> **Work to complete**
Could you transcribe the listing from its first line through the line containing "125], [531, 176]]", including that line, and leave the pictures out?

_____

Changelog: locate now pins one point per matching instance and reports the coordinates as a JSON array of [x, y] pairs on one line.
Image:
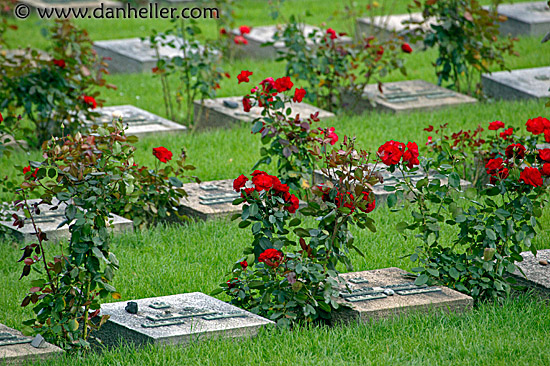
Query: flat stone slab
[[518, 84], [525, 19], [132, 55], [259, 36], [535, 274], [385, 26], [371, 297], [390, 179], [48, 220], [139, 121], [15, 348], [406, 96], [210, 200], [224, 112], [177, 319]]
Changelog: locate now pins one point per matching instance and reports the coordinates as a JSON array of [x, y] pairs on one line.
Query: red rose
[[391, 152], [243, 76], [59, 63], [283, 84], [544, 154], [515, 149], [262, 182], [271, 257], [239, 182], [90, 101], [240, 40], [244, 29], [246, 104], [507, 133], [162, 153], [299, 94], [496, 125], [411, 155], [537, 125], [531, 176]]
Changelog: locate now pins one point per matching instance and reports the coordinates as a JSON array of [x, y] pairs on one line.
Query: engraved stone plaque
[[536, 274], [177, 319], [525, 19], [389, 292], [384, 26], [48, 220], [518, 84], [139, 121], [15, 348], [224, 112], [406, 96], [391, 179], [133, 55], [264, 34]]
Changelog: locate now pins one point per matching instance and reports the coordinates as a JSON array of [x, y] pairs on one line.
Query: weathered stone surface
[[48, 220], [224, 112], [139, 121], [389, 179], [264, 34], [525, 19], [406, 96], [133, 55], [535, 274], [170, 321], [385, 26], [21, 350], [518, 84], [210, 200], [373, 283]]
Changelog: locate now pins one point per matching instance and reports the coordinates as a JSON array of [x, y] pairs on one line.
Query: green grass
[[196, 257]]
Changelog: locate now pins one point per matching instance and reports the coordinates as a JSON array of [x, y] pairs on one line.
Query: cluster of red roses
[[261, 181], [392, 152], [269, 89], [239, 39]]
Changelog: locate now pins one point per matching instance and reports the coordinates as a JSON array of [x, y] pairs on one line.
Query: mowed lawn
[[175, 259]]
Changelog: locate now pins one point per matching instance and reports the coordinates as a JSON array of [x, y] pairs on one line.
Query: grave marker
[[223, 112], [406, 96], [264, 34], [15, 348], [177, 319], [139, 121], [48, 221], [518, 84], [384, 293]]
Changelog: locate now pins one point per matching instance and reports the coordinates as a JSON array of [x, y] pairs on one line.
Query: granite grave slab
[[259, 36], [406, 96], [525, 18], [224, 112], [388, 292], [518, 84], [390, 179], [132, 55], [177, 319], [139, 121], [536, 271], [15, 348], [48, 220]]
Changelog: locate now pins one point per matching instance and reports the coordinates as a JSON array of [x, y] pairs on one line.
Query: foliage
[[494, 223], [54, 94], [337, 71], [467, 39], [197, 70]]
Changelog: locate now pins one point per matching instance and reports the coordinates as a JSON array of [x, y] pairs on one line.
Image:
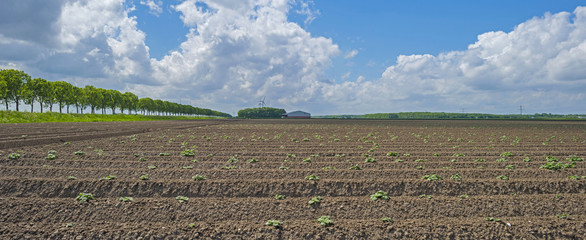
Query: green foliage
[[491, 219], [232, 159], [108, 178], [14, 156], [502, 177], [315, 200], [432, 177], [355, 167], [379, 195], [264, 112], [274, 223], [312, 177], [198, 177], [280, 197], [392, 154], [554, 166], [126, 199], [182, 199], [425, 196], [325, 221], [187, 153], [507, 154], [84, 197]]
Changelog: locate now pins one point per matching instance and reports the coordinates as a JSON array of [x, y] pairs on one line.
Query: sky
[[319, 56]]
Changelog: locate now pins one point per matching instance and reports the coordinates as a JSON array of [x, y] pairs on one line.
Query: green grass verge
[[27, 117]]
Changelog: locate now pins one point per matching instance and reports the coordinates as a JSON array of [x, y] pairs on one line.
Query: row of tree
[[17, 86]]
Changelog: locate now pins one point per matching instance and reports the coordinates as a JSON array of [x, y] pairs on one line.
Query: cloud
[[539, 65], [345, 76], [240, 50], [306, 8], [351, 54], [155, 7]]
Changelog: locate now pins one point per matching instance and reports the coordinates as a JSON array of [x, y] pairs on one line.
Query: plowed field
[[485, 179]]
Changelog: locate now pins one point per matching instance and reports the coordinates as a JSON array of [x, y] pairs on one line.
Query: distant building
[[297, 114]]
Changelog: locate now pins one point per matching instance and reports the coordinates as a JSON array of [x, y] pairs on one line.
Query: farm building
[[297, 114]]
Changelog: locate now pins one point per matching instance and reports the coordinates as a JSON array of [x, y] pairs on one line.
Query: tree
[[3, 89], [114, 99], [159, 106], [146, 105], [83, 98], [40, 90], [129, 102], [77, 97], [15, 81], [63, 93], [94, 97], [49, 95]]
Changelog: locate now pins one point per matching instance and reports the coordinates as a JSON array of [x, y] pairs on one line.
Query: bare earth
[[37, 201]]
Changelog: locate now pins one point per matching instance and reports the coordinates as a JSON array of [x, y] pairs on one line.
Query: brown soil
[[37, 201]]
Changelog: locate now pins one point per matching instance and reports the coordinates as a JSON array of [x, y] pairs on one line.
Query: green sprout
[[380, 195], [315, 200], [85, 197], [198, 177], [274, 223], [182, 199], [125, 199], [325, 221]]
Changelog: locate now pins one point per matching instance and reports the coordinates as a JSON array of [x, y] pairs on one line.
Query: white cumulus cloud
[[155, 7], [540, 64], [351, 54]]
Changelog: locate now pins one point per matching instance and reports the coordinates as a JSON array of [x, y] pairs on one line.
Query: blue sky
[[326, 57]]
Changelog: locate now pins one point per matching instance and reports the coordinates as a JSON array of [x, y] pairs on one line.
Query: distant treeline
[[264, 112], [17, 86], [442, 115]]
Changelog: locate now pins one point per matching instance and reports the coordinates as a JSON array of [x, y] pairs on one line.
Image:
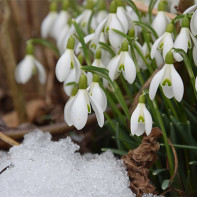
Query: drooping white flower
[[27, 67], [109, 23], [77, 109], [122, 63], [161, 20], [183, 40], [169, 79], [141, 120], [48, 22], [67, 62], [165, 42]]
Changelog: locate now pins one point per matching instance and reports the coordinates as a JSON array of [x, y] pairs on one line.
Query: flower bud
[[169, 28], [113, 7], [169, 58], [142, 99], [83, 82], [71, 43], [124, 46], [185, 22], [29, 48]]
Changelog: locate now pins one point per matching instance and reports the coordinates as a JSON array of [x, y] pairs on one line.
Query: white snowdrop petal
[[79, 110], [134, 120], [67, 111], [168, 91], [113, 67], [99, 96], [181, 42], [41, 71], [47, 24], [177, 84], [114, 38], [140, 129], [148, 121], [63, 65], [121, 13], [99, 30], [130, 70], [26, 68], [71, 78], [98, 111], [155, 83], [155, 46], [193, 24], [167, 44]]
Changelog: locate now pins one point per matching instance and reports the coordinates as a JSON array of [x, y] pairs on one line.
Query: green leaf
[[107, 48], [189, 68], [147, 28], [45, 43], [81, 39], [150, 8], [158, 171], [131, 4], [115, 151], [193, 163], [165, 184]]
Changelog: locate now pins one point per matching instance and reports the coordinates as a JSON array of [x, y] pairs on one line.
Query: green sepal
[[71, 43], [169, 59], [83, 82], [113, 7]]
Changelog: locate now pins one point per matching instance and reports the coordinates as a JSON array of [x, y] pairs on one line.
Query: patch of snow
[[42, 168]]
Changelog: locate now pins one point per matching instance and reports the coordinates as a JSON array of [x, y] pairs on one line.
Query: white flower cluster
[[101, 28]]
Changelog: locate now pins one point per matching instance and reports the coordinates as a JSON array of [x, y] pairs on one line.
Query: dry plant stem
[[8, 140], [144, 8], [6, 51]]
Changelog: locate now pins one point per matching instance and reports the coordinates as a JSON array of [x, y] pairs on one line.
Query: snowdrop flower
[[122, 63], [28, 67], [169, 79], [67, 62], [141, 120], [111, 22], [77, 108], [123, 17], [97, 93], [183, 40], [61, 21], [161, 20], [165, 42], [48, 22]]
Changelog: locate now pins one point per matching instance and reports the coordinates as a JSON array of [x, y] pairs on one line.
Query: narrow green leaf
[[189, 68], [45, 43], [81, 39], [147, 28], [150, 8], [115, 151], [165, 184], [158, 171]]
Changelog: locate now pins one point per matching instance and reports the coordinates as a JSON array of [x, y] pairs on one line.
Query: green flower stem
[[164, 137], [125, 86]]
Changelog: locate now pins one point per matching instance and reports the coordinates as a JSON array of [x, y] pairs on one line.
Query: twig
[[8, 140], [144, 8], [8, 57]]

_____

> **Reply to the task**
Changelog: locate now pins one point per matching instance and reports the coordinates as a JSON array of [x, y] pairs on one line.
Image:
Query: flat stone slab
[[518, 84], [525, 19], [132, 55], [259, 36], [535, 274], [385, 26], [371, 297], [390, 179], [48, 220], [139, 121], [15, 348], [406, 96], [210, 200], [224, 112], [177, 319]]
Changelog: locate now pins one point per matching instance and reports the coordinates as a JSON array of [x, y] pairs on one line.
Query: red rose
[[391, 152], [243, 76], [59, 63], [283, 84], [544, 154], [515, 149], [262, 182], [271, 257], [239, 182], [90, 101], [240, 40], [244, 29], [246, 104], [507, 133], [162, 153], [299, 94], [496, 125], [411, 155], [537, 125], [531, 176]]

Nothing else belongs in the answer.